Search the material and gather each line with "query" in it.

> Material supplied
○ ○ ○ ○ ○

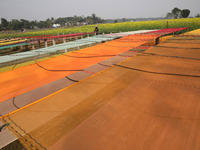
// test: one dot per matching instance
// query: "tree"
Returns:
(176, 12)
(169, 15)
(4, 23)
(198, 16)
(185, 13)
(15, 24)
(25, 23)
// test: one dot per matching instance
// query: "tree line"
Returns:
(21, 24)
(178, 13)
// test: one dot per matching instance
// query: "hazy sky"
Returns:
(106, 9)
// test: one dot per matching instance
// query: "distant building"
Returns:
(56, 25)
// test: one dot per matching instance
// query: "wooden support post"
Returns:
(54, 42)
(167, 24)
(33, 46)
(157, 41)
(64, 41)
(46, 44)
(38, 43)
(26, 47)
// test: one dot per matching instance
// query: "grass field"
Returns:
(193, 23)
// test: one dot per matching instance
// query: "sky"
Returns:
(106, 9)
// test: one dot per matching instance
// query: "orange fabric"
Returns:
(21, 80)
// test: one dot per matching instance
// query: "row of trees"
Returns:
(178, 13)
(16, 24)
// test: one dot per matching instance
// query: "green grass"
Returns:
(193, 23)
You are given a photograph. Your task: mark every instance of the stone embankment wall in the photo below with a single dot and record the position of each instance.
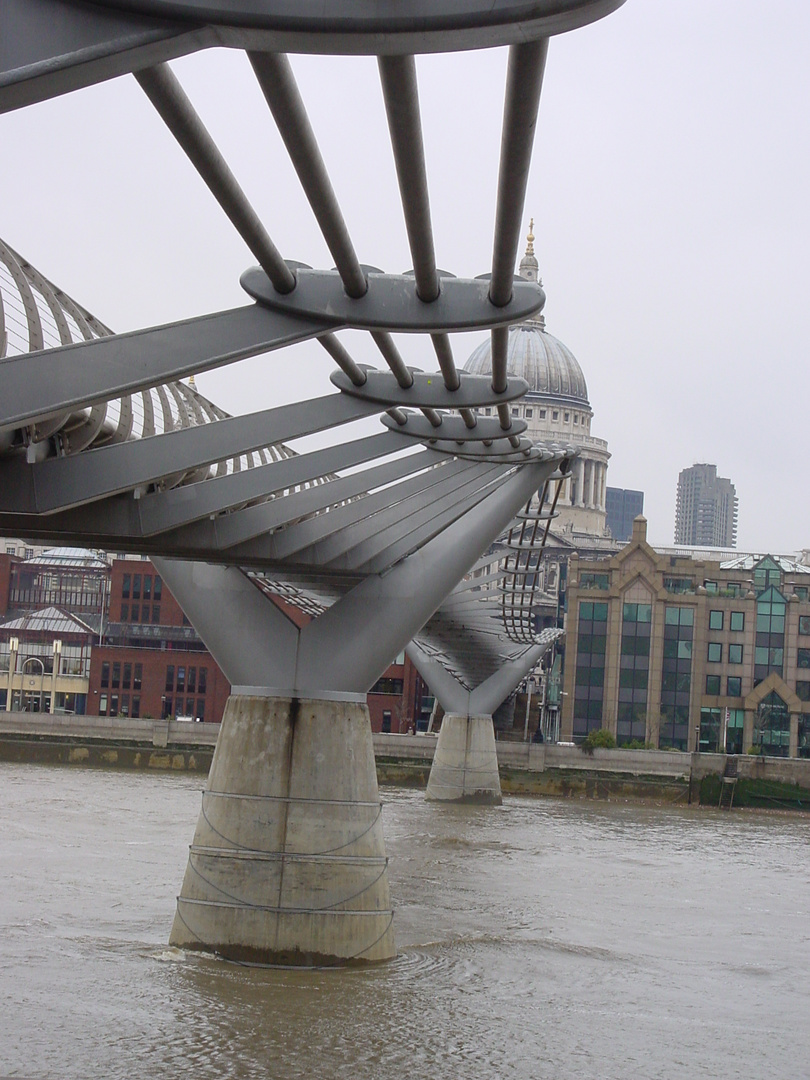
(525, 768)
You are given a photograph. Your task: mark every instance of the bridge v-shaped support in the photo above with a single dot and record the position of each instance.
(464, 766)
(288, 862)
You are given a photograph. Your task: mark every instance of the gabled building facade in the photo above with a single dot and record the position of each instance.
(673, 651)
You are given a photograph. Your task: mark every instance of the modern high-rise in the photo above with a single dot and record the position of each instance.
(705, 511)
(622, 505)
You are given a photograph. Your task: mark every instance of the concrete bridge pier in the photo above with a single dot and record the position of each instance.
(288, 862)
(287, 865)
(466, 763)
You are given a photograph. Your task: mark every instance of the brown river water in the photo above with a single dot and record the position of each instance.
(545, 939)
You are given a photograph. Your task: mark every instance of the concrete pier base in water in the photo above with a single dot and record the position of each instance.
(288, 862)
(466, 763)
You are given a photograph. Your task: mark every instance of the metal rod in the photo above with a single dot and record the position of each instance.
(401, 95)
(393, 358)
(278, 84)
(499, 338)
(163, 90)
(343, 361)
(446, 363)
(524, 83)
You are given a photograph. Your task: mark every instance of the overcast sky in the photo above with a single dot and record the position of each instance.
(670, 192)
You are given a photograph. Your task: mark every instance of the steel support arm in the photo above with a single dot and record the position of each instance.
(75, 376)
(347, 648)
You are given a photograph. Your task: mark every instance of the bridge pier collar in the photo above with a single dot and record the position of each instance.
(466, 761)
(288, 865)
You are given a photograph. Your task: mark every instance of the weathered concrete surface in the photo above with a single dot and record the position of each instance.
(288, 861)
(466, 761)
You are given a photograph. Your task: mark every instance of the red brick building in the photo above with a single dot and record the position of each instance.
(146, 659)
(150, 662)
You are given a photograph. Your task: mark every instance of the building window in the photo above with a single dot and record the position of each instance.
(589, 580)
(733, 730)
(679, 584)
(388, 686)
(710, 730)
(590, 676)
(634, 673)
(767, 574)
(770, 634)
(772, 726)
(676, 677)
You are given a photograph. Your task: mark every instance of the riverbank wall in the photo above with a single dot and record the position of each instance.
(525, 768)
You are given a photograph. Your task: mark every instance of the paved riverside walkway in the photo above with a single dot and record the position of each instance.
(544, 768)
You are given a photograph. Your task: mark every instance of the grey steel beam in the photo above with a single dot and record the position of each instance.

○ ○ ○ ○ ○

> Exercise solution
// query: "tree"
// query: "tree line"
// query: "hazy sky"
// query: "distant building"
// query: "wooden support post"
// query: "grass field"
// query: "sky"
// query: "orange fabric"
// query: "row of trees"
// query: "green grass"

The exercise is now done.